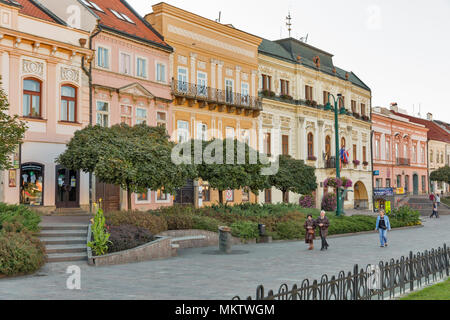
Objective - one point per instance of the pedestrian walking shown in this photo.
(383, 226)
(310, 227)
(435, 211)
(323, 223)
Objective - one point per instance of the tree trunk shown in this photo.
(221, 196)
(129, 198)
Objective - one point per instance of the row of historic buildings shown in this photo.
(71, 63)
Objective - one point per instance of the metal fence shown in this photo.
(385, 280)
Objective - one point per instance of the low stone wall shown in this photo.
(211, 240)
(159, 249)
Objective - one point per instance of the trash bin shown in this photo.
(225, 239)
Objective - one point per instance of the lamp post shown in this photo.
(337, 112)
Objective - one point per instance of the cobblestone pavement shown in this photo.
(194, 274)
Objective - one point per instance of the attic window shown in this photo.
(92, 5)
(121, 16)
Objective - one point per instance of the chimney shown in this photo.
(394, 106)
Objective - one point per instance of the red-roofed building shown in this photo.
(438, 146)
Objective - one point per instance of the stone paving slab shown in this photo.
(196, 275)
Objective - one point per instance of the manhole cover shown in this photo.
(220, 253)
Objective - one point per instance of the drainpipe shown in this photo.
(89, 75)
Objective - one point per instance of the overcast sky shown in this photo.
(399, 48)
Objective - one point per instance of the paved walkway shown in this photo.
(197, 275)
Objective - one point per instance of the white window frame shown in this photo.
(149, 193)
(203, 92)
(121, 66)
(156, 71)
(162, 201)
(103, 112)
(128, 116)
(178, 130)
(145, 69)
(98, 53)
(138, 119)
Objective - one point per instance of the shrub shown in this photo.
(21, 214)
(290, 230)
(307, 201)
(155, 224)
(127, 237)
(20, 252)
(329, 202)
(245, 230)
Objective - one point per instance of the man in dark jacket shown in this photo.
(323, 223)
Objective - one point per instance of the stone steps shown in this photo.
(64, 242)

━━━

WHAT THE TASK ASKS
Scale only the material from the line containing "Objective - one point per instance of the man in" through the end, writing out every line again with the requests included. Multiply each point coordinate by 0.9 and round it to a whole number, with halves rounded up.

SOLUTION
Objective - one point per instance of the man in dark jacket shown in this photo.
(291, 201)
Objective - one point per instance of the stone steps shown in this photo.
(58, 218)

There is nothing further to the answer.